* [SOURCE EXTRACT]
***

Lebanon's Health Ministry said at least 182 people had been killed, including women, children and medics, and more than 727 wounded in Israel's strikes on Monday.

Israeli army spokesperson Avichay Adraee said on X that more than 300 Hezbollah targets had been struck so far after earlier warning that airstrikes were imminent on houses in Lebanon where "Hezbollah hid weapons."

In response, Hezbollah said it had launched rockets at Israeli military posts.

'Freaking out' in Beirut

Residents of southern Lebanon received calls from a Lebanese number ordering them to immediately distance themselves 1,000 metres from any post used by Hezbollah, a Reuters reporter in the south, who received the call, said.

Evacuation calls have been received on phones as far as the Lebanese capital, Beirut.

Lebanon's information minister Ziad Makary said his ministry had received a similar call ordering the building to evacuate, but said the ministry would do no such thing. "This is a psychological war," Makary told Reuters.

A Lebanese person living in Beirut's Manara area told Reuters that her family received a call on their landline.

"So they were freaking out, I am freaking out as well because we thought somehow the area we live in is safe because we're surrounded by ambassadors," said the person.

***

Point-localization data:

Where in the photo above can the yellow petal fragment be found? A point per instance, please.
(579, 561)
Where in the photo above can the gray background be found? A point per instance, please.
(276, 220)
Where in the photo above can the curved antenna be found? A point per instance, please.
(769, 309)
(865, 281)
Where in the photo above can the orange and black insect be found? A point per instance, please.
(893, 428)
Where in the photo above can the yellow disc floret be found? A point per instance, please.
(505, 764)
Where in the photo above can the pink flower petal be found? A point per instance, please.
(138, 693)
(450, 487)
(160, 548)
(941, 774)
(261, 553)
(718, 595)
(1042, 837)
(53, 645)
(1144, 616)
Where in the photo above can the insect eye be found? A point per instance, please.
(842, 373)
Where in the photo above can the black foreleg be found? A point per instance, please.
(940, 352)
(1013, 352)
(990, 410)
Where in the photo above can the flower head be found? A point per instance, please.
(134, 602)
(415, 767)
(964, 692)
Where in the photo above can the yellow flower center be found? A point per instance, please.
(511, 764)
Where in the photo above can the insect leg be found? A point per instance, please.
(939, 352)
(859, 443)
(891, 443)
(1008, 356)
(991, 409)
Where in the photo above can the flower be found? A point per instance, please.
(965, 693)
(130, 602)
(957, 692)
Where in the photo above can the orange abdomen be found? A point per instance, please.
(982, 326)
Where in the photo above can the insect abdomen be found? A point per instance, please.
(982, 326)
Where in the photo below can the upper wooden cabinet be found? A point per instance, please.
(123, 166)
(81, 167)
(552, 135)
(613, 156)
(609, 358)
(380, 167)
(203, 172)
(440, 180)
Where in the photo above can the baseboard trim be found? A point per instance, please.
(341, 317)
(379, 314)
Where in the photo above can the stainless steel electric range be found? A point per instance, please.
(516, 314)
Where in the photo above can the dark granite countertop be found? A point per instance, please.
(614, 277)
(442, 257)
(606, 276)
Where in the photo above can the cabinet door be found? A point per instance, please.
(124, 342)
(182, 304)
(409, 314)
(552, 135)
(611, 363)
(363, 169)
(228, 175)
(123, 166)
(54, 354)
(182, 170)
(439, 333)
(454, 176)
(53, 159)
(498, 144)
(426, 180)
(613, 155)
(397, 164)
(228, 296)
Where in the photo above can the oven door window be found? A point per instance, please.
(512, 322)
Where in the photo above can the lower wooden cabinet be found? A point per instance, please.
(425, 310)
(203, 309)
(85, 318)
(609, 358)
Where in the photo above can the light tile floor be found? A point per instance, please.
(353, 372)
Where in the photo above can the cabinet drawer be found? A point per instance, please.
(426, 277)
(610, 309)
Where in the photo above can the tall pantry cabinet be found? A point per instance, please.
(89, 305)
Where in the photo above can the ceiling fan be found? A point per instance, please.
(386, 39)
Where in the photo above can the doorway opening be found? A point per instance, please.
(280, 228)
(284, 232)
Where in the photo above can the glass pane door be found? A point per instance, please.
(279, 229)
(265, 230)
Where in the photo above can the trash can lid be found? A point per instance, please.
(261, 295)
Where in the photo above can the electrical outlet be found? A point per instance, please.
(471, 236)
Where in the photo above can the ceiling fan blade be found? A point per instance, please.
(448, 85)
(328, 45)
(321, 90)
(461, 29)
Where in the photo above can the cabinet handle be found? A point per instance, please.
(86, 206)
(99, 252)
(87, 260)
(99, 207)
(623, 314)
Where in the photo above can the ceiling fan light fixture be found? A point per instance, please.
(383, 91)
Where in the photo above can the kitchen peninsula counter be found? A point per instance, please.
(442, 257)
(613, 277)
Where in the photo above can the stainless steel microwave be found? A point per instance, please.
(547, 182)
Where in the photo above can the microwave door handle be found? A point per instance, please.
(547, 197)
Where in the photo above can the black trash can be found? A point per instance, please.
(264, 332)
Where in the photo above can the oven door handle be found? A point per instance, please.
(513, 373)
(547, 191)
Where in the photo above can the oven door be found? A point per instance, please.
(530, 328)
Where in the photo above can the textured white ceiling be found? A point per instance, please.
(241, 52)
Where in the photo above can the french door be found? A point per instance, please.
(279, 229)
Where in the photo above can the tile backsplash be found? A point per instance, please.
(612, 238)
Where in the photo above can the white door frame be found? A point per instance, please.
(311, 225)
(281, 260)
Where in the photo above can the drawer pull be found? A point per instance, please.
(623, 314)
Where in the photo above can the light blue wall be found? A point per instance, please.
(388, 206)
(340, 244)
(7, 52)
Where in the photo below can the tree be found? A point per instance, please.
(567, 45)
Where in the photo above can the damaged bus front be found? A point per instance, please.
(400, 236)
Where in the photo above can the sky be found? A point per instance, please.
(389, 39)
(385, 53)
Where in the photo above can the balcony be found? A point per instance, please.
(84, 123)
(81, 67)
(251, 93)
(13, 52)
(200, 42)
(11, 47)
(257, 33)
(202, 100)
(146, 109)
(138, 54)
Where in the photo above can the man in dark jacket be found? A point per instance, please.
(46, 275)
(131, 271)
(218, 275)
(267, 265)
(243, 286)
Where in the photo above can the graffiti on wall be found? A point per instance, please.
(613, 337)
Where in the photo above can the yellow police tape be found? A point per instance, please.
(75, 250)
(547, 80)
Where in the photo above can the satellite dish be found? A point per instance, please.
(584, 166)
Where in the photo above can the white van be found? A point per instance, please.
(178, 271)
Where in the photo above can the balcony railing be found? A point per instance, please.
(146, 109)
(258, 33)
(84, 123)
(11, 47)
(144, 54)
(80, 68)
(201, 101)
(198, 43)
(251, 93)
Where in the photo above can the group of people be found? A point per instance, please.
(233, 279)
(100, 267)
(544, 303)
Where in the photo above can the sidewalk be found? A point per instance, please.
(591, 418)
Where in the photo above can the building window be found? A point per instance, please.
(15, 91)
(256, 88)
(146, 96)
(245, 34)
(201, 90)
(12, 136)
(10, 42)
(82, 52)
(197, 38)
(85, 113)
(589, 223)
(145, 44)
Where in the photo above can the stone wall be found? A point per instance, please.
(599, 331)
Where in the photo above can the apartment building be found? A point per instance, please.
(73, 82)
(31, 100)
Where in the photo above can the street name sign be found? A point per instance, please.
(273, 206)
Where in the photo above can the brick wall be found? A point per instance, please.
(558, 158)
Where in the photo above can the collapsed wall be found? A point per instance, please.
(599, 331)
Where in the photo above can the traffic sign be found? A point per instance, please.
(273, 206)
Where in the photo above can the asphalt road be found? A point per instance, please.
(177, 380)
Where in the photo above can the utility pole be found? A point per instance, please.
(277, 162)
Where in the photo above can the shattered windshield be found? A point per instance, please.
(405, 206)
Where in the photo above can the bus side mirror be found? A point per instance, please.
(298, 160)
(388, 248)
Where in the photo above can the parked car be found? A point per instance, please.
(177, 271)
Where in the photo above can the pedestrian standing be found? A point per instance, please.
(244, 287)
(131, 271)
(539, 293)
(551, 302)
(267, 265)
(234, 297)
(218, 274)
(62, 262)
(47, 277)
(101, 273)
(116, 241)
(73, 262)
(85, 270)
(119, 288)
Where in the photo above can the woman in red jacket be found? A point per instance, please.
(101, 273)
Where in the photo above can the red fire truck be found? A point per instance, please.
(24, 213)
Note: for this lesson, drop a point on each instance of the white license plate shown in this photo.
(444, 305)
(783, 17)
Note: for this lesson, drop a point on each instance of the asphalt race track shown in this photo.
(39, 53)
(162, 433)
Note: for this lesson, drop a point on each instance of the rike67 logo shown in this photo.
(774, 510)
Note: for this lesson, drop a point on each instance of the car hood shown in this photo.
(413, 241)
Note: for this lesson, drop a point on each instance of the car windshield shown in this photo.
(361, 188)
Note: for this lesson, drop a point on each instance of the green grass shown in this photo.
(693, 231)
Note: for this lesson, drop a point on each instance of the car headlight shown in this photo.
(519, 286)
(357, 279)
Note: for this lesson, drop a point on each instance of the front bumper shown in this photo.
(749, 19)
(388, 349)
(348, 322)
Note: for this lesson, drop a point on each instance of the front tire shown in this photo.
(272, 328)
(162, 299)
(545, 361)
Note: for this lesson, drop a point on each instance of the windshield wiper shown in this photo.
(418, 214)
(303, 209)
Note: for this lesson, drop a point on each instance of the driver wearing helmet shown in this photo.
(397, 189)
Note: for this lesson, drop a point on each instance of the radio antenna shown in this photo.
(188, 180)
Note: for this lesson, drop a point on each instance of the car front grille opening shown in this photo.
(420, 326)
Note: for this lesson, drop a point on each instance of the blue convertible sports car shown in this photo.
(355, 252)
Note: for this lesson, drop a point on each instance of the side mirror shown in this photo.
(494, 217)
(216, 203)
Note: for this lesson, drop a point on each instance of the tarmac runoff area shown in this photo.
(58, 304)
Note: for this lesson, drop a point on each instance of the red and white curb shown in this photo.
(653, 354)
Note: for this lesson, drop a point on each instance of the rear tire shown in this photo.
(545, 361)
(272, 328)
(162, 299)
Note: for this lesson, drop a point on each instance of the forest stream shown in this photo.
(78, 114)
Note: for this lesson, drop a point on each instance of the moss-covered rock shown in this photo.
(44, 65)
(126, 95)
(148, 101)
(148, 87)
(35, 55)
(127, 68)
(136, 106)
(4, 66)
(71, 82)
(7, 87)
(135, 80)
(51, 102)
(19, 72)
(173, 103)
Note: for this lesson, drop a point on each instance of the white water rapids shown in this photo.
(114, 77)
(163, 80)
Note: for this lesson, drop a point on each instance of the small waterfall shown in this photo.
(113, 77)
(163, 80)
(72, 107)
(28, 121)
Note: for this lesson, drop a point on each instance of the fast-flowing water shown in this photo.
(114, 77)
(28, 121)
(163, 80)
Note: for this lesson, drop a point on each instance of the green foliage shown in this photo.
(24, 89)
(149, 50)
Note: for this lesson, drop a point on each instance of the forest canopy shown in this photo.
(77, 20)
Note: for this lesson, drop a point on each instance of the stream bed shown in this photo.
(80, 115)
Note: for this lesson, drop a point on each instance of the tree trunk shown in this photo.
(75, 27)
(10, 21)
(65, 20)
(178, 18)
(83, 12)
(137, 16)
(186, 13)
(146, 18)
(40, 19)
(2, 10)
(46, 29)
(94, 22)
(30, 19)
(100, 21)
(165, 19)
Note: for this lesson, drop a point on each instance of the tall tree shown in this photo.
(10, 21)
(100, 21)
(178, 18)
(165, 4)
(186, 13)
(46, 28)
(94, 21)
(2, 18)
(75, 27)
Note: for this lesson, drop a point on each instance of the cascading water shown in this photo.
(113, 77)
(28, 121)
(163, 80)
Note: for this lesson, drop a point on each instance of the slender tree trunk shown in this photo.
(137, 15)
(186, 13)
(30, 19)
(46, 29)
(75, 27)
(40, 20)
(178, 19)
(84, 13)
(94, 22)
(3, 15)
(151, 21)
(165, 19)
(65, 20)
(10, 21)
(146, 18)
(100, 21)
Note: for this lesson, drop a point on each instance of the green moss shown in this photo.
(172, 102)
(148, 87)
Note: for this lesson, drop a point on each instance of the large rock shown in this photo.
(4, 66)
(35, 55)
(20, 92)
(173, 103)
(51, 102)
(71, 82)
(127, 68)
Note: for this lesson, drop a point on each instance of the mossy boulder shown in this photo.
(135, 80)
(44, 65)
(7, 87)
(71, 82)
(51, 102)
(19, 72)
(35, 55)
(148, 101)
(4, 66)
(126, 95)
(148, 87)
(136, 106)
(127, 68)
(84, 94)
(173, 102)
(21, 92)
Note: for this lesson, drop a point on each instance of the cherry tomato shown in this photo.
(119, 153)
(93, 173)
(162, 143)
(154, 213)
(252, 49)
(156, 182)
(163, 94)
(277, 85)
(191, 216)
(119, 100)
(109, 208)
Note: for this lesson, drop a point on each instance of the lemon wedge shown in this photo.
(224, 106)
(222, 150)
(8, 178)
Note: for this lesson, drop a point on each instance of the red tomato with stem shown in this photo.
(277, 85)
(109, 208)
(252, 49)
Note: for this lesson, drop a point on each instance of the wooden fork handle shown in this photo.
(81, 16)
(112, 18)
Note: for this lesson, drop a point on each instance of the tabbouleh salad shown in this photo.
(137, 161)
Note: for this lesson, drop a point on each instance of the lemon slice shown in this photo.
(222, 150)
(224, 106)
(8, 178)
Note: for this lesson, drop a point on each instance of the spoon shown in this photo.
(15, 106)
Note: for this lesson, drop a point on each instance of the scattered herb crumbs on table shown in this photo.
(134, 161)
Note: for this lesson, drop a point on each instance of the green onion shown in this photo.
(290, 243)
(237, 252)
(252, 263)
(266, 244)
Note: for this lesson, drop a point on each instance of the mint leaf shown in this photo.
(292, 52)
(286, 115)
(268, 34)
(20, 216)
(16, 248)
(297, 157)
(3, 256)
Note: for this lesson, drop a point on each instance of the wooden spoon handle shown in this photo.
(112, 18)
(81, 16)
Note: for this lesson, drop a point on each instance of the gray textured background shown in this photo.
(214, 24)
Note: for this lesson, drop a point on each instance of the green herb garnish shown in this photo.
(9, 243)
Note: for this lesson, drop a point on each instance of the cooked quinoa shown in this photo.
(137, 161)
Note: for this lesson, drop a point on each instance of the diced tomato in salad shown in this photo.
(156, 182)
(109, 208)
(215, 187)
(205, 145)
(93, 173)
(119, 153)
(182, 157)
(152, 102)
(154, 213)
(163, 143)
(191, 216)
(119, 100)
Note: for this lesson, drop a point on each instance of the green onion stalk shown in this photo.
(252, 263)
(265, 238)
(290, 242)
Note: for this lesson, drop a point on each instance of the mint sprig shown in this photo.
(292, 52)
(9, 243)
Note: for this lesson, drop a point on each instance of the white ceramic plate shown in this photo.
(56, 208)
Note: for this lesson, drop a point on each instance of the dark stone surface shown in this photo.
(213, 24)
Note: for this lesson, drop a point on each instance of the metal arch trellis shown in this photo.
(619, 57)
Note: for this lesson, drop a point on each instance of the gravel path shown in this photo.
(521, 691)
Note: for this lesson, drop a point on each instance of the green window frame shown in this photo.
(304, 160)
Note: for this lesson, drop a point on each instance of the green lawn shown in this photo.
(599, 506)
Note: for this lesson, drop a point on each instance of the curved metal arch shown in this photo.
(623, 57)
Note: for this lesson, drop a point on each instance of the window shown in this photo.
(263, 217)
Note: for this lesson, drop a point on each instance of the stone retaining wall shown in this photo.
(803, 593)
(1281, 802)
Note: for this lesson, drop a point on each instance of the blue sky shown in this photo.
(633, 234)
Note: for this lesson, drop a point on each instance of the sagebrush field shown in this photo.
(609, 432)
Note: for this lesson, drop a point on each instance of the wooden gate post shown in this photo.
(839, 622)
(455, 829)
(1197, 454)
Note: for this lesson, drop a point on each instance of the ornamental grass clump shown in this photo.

***

* [TASK INSTRUCTIONS]
Please reproduce the report on the Israeli strikes in Lebanon in full, word for word.

* [ANSWER AREA]
Lebanon's Health Ministry said at least 182 people had been killed, including women, children and medics, and more than 727 wounded in Israel's strikes on Monday.

Israeli army spokesperson Avichay Adraee said on X that more than 300 Hezbollah targets had been struck so far after earlier warning that airstrikes were imminent on houses in Lebanon where "Hezbollah hid weapons."

In response, Hezbollah said it had launched rockets at Israeli military posts.

'Freaking out' in Beirut

Residents of southern Lebanon received calls from a Lebanese number ordering them to immediately distance themselves 1,000 metres from any post used by Hezbollah, a Reuters reporter in the south, who received the call, said.

Evacuation calls have been received on phones as far as the Lebanese capital, Beirut.

Lebanon's information minister Ziad Makary said his ministry had received a similar call ordering the building to evacuate, but said the ministry would do no such thing. "This is a psychological war," Makary told Reuters.

A Lebanese person living in Beirut's Manara area told Reuters that her family received a call on their landline.

"So they were freaking out, I am freaking out as well because we thought somehow the area we live in is safe because we're surrounded by ambassadors," said the person.